### Stated problem
Recast the rows below as one numbered list, leaving out any blank lines.

### Task material
----

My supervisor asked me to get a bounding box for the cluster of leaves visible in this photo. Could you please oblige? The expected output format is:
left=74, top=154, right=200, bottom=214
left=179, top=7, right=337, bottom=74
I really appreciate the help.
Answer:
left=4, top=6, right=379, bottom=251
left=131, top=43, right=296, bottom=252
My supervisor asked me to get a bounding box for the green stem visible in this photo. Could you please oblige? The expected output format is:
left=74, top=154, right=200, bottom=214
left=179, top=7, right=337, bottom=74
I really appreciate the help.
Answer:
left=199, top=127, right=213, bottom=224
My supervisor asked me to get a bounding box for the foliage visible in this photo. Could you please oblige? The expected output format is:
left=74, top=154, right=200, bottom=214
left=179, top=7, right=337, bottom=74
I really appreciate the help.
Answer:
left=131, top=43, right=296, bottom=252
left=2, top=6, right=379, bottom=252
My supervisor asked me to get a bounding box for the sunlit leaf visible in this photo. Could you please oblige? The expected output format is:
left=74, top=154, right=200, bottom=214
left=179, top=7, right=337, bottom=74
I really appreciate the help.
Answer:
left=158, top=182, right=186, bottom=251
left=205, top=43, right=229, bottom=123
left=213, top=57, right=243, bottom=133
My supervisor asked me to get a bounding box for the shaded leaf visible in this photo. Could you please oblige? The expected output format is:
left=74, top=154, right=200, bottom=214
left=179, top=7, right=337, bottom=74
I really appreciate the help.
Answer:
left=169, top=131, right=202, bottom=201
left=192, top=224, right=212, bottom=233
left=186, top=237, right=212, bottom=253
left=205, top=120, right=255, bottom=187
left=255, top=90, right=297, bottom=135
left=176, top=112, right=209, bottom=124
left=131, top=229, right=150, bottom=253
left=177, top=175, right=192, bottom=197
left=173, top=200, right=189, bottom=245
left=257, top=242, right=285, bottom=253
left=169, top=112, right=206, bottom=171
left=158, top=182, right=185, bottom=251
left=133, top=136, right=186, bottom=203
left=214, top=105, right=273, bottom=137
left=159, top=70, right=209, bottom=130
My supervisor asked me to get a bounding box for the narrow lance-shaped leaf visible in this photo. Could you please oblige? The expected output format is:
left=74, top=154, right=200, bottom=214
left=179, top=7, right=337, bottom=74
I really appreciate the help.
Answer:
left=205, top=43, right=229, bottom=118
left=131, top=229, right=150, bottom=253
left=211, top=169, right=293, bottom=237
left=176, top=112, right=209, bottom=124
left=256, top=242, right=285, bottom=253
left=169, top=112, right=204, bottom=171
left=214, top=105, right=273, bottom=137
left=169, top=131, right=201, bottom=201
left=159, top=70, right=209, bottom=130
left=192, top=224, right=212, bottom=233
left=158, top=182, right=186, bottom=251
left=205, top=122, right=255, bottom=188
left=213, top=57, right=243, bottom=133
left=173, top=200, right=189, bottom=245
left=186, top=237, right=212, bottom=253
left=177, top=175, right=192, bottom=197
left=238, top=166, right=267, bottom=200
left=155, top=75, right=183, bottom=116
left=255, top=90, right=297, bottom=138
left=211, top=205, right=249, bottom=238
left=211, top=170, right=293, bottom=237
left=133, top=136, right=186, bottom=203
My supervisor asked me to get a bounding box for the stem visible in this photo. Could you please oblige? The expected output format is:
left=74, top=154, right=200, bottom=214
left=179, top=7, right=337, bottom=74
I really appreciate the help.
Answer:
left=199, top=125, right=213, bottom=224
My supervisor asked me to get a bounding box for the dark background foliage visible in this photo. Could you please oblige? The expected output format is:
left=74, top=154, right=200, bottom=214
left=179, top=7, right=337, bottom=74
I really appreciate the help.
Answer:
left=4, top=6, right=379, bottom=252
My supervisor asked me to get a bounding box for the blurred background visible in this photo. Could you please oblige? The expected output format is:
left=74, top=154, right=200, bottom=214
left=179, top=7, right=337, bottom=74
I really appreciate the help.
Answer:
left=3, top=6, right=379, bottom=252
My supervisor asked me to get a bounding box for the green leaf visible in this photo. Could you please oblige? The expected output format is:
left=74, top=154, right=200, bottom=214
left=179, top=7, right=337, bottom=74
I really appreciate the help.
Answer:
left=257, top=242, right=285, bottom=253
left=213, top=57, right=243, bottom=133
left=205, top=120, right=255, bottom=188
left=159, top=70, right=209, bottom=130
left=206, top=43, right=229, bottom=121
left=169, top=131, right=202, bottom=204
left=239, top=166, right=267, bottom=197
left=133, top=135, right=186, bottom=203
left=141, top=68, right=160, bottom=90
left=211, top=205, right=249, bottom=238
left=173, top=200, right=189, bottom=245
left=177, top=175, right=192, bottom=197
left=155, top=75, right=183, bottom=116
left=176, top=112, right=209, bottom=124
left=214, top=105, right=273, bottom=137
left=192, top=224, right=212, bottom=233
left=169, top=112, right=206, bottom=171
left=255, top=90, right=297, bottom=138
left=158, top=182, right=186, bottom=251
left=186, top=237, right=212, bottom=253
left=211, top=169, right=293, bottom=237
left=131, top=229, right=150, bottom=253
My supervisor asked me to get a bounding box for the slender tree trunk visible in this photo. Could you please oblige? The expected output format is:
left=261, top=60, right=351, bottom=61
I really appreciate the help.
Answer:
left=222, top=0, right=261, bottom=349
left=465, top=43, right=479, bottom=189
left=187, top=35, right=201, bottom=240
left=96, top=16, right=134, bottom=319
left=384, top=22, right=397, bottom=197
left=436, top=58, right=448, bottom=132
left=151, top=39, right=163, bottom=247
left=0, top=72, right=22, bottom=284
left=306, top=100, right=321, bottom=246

----

### Task response
1. My supervisor asked me to get a bounding box for the cluster of leaves visible in this photo. Could you please oblige? The expected output format is:
2. left=74, top=154, right=200, bottom=214
3. left=179, top=7, right=337, bottom=74
4. I really appreciate the help.
5. Answer:
6. left=4, top=6, right=379, bottom=251
7. left=131, top=43, right=296, bottom=252
8. My supervisor asked me to get a bounding box for the green stem visible in this photo. Could you please oblige? The expected output format is:
9. left=74, top=154, right=200, bottom=214
10. left=179, top=7, right=337, bottom=74
11. I really appreciate the help.
12. Answer:
13. left=199, top=127, right=213, bottom=224
14. My supervisor asked me to get a bounding box for the foliage visible in this photo. Could you please oblige? The expected output format is:
15. left=74, top=154, right=200, bottom=214
16. left=179, top=7, right=337, bottom=74
17. I really appreciate the help.
18. Answer:
19. left=131, top=43, right=296, bottom=252
20. left=2, top=6, right=379, bottom=252
21. My supervisor asked me to get a bounding box for the sunlit leaf visible in this photo. Could you please oblige? The expected output format is:
22. left=74, top=154, right=200, bottom=214
23. left=179, top=7, right=337, bottom=74
24. I really appreciate the help.
25. Answer:
26. left=158, top=182, right=186, bottom=251
27. left=205, top=43, right=229, bottom=123
28. left=213, top=57, right=243, bottom=133
29. My supervisor asked me to get a bounding box for the shaded leaf visible in this photo. Could you please oblige? The expected output format is:
30. left=74, top=154, right=200, bottom=214
31. left=179, top=7, right=337, bottom=74
32. I really appreciate the help.
33. Answer:
34. left=169, top=131, right=202, bottom=201
35. left=192, top=224, right=212, bottom=233
36. left=186, top=237, right=212, bottom=253
37. left=205, top=120, right=255, bottom=187
38. left=255, top=90, right=297, bottom=135
39. left=176, top=112, right=209, bottom=124
40. left=131, top=229, right=150, bottom=253
41. left=177, top=175, right=192, bottom=197
42. left=173, top=200, right=189, bottom=245
43. left=257, top=242, right=285, bottom=253
44. left=169, top=112, right=206, bottom=171
45. left=158, top=182, right=185, bottom=251
46. left=133, top=136, right=186, bottom=203
47. left=214, top=105, right=273, bottom=137
48. left=159, top=70, right=209, bottom=130
49. My supervisor asked me to get a bounding box for the narrow lance-shaped leaf visible in this photo. Could you please oblige? The expected output format is:
50. left=74, top=154, right=200, bottom=214
51. left=179, top=7, right=337, bottom=74
52. I really appreciate the help.
53. Answer:
54. left=205, top=43, right=229, bottom=118
55. left=131, top=229, right=150, bottom=253
56. left=211, top=169, right=293, bottom=237
57. left=176, top=112, right=209, bottom=124
58. left=256, top=242, right=285, bottom=253
59. left=169, top=112, right=204, bottom=171
60. left=214, top=105, right=273, bottom=137
61. left=169, top=131, right=201, bottom=201
62. left=159, top=70, right=209, bottom=130
63. left=192, top=224, right=212, bottom=233
64. left=158, top=182, right=186, bottom=251
65. left=205, top=122, right=255, bottom=188
66. left=213, top=57, right=243, bottom=133
67. left=173, top=200, right=189, bottom=245
68. left=186, top=237, right=212, bottom=253
69. left=177, top=175, right=192, bottom=197
70. left=238, top=166, right=267, bottom=200
71. left=155, top=75, right=183, bottom=116
72. left=255, top=90, right=297, bottom=138
73. left=211, top=205, right=249, bottom=238
74. left=211, top=170, right=293, bottom=237
75. left=133, top=136, right=186, bottom=203
76. My supervisor asked me to get a bounding box for the stem visible in this photo. Could you please oblige? The expected output format is:
77. left=74, top=154, right=200, bottom=214
78. left=179, top=7, right=337, bottom=74
79. I really appreciate the help.
80. Answer:
81. left=199, top=125, right=213, bottom=224
82. My supervisor asked me to get a bounding box for the dark background foliage visible in this photo. Could you please oblige? The expected output format is:
83. left=74, top=154, right=200, bottom=214
84. left=179, top=7, right=337, bottom=74
85. I really appreciate the help.
86. Answer:
87. left=4, top=6, right=379, bottom=252
88. My supervisor asked me to get a bounding box for the blurred background visible in this photo. Could you please oblige? The expected output format is:
89. left=74, top=154, right=200, bottom=214
90. left=179, top=7, right=337, bottom=74
91. I really appreciate the help.
92. Answer:
93. left=3, top=6, right=379, bottom=252
94. My supervisor asked me to get a bounding box for the green leaf visible in this photo. Could you please oblige? The expected output format is:
95. left=74, top=154, right=200, bottom=214
96. left=179, top=7, right=337, bottom=74
97. I really appreciate the help.
98. Answer:
99. left=257, top=242, right=285, bottom=253
100. left=213, top=57, right=243, bottom=133
101. left=205, top=120, right=255, bottom=188
102. left=159, top=70, right=209, bottom=130
103. left=206, top=43, right=229, bottom=121
104. left=169, top=131, right=202, bottom=204
105. left=239, top=166, right=267, bottom=197
106. left=133, top=135, right=186, bottom=203
107. left=141, top=68, right=160, bottom=90
108. left=211, top=205, right=249, bottom=238
109. left=173, top=200, right=189, bottom=245
110. left=177, top=175, right=192, bottom=197
111. left=155, top=75, right=183, bottom=116
112. left=176, top=112, right=209, bottom=124
113. left=214, top=105, right=273, bottom=137
114. left=192, top=224, right=212, bottom=233
115. left=169, top=112, right=206, bottom=171
116. left=255, top=90, right=297, bottom=138
117. left=158, top=182, right=186, bottom=251
118. left=186, top=237, right=212, bottom=253
119. left=211, top=169, right=293, bottom=237
120. left=131, top=229, right=150, bottom=253
121. My supervisor asked me to get a bounding box for the slender tree trunk visible in this photo. Could you please oblige? The expected output format is:
122. left=261, top=60, right=351, bottom=61
123. I really appreciate the help.
124. Answer:
125. left=222, top=0, right=261, bottom=349
126. left=465, top=43, right=479, bottom=189
127. left=187, top=35, right=201, bottom=240
128. left=96, top=16, right=134, bottom=319
129. left=384, top=22, right=397, bottom=197
130. left=436, top=58, right=448, bottom=132
131. left=151, top=39, right=163, bottom=247
132. left=0, top=72, right=22, bottom=284
133. left=306, top=100, right=321, bottom=246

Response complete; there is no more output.